─── Extract ───
Longhaired preachers come out every night; Try to tell you what’s wrong and what’s right. – Joe Hill, The Preacher and the Slave

As John McCain and his presumptive vice-presidential running mate, Joe Lieberman, toured the Middle East together (Joe to remind John of who is on first in Iraq so as to correct gaffs born of John’s ignorance or old age, and John to demonstrate that notwithstanding his occasional gaffes, he still has the intellectual ability to be president of the United States) it was useful to keep in mind the words of one of John’s recently announced supporters, John Hagee.

It was especially useful since instead of hunting and exposing the fox as responsible media should do when in pursuit of truth, the media has been docilely led and influenced by the fox in the fox’s unceasing attempts to savage Barack Obama because of the words of his friend and pastor, Jeremiah Wright. A reading of the sermon that inspired the fox’s incessant diatribe reveals that the sermon is no worse than, and in many respects considerably more thoughtful than, the hatred expressed by John McCain supporter, John Hagee (Hagee) over the years.
─── Dataset rows ───
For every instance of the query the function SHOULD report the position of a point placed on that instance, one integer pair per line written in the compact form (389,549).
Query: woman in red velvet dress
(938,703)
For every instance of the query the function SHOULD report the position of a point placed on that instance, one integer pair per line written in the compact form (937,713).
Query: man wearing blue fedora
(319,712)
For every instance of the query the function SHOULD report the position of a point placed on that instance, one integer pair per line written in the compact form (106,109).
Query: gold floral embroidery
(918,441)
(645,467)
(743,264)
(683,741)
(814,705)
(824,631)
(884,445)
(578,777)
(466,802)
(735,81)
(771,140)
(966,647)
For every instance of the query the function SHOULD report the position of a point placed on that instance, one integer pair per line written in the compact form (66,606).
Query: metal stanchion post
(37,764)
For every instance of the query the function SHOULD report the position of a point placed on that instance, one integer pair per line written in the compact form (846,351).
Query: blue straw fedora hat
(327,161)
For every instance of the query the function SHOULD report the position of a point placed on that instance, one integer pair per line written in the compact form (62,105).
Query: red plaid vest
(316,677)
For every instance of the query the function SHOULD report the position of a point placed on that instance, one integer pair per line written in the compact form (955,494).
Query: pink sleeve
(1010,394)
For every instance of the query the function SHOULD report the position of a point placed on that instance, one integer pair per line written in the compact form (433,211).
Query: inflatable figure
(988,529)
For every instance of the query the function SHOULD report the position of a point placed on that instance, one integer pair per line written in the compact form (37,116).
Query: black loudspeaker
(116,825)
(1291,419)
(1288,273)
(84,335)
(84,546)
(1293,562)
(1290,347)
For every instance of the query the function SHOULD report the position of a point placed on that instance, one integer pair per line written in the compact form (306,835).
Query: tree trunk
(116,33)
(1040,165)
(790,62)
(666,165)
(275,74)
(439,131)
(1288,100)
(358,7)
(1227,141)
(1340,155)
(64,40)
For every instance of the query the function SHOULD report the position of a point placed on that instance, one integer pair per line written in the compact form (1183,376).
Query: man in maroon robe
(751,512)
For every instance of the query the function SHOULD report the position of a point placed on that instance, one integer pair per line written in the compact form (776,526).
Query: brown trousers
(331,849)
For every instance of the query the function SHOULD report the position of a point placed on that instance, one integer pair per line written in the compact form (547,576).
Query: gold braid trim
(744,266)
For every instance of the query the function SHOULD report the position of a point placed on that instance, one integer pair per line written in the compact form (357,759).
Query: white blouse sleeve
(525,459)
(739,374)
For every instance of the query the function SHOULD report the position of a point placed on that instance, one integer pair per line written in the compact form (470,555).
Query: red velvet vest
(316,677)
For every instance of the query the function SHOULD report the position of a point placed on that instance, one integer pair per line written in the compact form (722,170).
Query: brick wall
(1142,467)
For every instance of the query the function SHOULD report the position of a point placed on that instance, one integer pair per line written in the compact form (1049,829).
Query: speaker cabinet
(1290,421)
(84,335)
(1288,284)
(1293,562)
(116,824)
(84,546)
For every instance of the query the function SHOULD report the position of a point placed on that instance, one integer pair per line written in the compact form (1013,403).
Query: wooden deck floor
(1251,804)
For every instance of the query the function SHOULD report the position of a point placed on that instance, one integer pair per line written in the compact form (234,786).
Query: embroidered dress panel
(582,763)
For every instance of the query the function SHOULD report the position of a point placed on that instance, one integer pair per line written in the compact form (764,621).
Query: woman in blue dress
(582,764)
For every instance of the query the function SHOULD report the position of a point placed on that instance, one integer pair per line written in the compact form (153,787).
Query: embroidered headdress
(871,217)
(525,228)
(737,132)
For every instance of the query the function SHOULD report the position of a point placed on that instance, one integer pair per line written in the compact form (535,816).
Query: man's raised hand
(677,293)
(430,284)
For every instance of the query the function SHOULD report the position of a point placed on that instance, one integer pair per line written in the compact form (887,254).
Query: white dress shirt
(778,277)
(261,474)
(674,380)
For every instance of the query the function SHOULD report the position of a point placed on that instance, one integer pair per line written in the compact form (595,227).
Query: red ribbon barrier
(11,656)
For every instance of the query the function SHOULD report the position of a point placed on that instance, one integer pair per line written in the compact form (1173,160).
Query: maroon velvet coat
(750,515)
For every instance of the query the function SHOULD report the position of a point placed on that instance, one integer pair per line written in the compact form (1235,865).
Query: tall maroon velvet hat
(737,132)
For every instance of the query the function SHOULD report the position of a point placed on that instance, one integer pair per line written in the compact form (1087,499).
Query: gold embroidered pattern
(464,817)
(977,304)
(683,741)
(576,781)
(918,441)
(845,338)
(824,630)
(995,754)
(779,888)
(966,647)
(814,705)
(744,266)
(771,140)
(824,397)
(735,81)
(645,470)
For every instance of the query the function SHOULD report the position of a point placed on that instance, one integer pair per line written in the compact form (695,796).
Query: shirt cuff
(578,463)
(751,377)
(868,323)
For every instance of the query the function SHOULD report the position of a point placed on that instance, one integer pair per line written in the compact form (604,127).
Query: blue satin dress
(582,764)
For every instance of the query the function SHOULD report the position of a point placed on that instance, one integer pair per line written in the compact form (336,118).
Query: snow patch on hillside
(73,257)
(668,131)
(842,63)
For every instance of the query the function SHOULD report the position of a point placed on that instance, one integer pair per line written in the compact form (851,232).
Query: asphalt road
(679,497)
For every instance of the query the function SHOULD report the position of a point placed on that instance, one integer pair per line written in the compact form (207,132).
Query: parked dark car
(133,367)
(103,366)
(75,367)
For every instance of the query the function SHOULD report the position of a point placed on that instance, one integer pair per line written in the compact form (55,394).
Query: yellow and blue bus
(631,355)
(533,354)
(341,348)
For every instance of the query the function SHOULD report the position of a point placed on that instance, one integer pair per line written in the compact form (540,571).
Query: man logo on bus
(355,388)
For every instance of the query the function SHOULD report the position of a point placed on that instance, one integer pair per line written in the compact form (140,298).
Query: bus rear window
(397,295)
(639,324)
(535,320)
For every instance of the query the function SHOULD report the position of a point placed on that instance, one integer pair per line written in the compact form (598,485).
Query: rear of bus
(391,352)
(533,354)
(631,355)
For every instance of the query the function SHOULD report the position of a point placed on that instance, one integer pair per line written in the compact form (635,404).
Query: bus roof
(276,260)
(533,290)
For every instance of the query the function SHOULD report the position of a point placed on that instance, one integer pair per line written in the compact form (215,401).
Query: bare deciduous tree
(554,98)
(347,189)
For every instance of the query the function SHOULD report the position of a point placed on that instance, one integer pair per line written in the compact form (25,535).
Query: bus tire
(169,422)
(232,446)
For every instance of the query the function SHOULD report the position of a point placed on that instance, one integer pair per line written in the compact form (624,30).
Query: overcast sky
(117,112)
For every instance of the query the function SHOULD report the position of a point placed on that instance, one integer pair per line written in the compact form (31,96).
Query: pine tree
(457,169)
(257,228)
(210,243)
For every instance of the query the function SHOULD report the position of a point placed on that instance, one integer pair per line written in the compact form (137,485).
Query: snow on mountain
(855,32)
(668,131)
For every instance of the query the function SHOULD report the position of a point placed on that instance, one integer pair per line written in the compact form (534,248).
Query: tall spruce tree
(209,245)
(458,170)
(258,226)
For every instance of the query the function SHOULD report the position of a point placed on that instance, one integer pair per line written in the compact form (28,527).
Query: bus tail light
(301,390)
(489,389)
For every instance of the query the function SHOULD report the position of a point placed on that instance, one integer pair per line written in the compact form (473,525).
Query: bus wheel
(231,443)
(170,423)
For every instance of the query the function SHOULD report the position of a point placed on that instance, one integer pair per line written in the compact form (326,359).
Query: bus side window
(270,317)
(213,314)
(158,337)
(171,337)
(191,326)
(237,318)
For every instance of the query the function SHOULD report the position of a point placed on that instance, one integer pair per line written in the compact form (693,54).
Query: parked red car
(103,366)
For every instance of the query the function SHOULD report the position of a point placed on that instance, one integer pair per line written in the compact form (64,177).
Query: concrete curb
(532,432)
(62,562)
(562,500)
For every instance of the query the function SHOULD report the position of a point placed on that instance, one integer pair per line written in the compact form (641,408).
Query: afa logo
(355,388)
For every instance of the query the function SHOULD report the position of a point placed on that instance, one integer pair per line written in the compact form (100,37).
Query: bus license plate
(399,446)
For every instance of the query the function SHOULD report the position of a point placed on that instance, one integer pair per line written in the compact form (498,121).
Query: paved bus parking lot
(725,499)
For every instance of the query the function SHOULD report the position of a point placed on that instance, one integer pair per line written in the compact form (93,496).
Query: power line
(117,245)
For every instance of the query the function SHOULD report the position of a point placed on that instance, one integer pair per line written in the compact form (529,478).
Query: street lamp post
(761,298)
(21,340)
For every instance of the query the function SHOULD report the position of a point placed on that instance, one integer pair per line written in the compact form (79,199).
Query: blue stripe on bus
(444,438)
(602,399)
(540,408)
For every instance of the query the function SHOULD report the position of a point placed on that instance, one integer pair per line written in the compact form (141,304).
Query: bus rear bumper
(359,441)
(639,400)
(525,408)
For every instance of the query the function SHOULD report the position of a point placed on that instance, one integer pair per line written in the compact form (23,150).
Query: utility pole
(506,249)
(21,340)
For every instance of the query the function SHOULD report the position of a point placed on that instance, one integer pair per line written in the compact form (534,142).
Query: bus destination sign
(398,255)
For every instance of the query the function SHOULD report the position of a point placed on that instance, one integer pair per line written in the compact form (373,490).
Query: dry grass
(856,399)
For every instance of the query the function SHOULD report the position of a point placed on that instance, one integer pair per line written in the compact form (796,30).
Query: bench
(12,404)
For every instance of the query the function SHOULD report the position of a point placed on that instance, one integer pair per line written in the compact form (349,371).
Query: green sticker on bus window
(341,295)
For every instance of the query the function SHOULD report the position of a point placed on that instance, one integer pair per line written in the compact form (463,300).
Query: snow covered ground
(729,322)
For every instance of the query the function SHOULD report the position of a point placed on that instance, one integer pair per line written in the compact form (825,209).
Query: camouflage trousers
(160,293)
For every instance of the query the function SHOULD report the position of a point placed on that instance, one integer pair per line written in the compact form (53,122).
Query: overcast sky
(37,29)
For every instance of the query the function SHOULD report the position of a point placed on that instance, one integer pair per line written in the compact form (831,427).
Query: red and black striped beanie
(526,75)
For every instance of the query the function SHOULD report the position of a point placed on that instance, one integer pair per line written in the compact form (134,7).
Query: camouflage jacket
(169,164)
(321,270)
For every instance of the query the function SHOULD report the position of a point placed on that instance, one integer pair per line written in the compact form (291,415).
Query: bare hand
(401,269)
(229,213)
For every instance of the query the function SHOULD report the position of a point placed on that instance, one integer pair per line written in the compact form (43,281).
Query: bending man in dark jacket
───
__What you need to do__.
[a] In the extract, what relation is Jeremiah Wright to Barack Obama?
[b] Rewrite the extract from "As John McCain" to "supporters, John Hagee.", putting "Persian Gulf" in place of "Middle East".

__Solutions by task__.
[a] Jeremiah Wright is Barack Obama's friend and pastor.

[b]
As John McCain and his presumptive vice-presidential running mate, Joe Lieberman, toured the Persian Gulf together (Joe to remind John of who is on first in Iraq so as to correct gaffs born of John’s ignorance or old age, and John to demonstrate that notwithstanding his occasional gaffes, he still has the intellectual ability to be president of the United States) it was useful to keep in mind the words of one of John’s recently announced supporters, John Hagee.